— start —
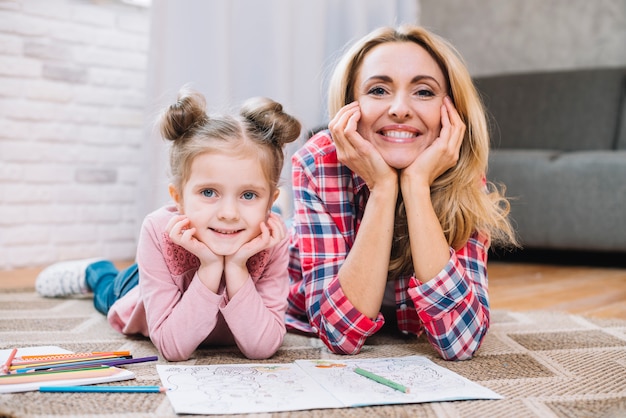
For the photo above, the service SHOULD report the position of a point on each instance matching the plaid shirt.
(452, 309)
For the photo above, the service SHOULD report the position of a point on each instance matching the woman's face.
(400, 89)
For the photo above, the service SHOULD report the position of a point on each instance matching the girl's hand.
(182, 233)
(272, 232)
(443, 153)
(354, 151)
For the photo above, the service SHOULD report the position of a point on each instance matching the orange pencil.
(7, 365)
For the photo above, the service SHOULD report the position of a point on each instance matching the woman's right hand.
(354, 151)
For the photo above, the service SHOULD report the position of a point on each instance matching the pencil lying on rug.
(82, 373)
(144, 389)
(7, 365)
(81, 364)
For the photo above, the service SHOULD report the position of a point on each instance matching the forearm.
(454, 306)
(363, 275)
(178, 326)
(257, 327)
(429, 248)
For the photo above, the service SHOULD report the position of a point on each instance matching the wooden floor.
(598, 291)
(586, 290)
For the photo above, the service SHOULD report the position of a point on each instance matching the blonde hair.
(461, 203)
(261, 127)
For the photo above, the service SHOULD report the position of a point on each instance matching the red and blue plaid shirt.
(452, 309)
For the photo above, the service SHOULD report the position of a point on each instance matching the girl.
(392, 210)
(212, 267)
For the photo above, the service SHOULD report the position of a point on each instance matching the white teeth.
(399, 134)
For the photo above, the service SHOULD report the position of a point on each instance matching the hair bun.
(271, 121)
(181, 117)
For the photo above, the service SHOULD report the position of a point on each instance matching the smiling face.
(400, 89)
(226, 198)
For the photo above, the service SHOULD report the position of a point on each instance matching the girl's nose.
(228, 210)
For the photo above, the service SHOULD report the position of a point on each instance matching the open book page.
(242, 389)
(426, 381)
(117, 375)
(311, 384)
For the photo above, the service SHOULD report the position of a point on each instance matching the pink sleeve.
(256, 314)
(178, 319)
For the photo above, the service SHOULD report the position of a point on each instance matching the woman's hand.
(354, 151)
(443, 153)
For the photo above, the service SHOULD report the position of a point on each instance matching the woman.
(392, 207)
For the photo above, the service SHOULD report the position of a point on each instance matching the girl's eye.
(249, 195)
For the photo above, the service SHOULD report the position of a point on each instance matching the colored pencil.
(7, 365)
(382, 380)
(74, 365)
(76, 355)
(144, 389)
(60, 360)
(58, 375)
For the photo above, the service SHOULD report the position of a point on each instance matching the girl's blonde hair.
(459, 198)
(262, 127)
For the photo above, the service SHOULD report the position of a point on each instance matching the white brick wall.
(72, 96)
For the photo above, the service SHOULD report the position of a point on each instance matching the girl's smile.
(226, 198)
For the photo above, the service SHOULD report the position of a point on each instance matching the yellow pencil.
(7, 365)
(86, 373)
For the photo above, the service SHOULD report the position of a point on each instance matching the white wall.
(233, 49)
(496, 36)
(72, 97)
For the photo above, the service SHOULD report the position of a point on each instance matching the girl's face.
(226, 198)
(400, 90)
— end —
— start —
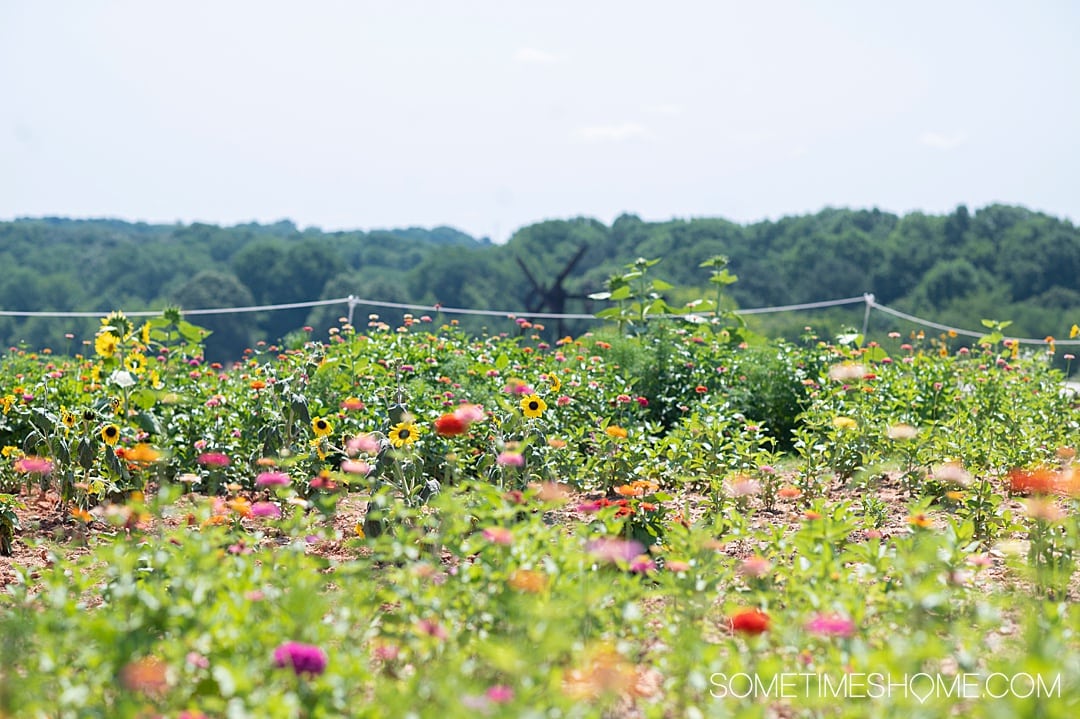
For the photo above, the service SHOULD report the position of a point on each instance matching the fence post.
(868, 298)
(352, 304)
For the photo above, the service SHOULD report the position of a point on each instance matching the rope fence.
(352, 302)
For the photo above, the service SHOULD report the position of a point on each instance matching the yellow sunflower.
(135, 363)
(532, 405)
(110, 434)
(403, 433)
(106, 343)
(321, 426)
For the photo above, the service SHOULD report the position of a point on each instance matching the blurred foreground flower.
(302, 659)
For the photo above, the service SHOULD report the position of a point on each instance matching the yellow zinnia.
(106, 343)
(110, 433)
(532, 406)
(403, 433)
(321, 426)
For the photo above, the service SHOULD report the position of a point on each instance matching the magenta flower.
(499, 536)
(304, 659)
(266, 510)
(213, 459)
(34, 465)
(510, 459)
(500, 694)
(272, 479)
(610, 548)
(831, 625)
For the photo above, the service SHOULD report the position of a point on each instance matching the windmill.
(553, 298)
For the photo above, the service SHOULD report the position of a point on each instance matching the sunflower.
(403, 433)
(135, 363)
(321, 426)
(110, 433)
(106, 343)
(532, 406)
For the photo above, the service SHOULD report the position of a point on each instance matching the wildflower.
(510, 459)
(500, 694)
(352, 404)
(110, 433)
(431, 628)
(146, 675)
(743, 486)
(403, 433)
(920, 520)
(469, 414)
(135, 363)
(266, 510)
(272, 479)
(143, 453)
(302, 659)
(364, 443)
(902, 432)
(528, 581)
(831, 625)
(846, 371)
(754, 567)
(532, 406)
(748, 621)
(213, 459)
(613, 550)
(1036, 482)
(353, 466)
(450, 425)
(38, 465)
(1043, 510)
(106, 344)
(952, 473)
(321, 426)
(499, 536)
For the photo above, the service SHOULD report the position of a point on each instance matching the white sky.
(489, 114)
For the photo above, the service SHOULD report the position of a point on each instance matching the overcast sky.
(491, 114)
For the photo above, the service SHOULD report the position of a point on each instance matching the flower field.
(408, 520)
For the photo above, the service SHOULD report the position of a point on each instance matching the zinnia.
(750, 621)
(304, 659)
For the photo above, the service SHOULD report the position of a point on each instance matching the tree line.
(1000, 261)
— end —
— start —
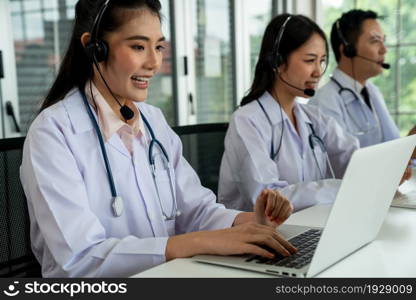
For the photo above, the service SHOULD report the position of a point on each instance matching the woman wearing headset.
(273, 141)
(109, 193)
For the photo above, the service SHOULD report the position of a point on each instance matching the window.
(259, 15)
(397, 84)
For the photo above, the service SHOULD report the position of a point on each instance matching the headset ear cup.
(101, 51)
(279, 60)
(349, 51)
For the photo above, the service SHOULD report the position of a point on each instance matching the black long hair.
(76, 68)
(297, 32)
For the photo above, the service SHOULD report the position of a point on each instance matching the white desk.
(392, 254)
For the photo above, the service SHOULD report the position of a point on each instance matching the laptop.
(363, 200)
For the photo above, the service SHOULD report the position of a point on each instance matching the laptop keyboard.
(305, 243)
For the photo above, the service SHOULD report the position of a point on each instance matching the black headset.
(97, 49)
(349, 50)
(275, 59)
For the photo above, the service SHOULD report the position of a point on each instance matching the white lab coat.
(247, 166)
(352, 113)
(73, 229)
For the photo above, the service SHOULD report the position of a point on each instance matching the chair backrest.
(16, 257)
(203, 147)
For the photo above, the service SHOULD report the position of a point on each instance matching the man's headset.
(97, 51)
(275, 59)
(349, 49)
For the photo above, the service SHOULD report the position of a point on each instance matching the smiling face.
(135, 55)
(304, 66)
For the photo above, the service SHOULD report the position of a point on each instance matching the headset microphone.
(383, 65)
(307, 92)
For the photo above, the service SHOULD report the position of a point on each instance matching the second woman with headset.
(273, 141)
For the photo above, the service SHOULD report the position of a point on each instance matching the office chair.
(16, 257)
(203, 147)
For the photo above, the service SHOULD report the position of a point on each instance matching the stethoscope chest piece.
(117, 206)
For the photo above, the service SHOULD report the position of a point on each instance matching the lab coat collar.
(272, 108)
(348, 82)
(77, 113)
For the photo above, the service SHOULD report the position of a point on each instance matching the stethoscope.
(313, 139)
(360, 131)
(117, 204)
— end —
Requirements :: Show each line above that contains the word "fence". Case counts.

Expected answer ::
For the photo above, the service SHOULD report the position of a point on each instance matching the fence post.
For the photo above, the service SHOULD report the position of a point on each instance matching the rope fence.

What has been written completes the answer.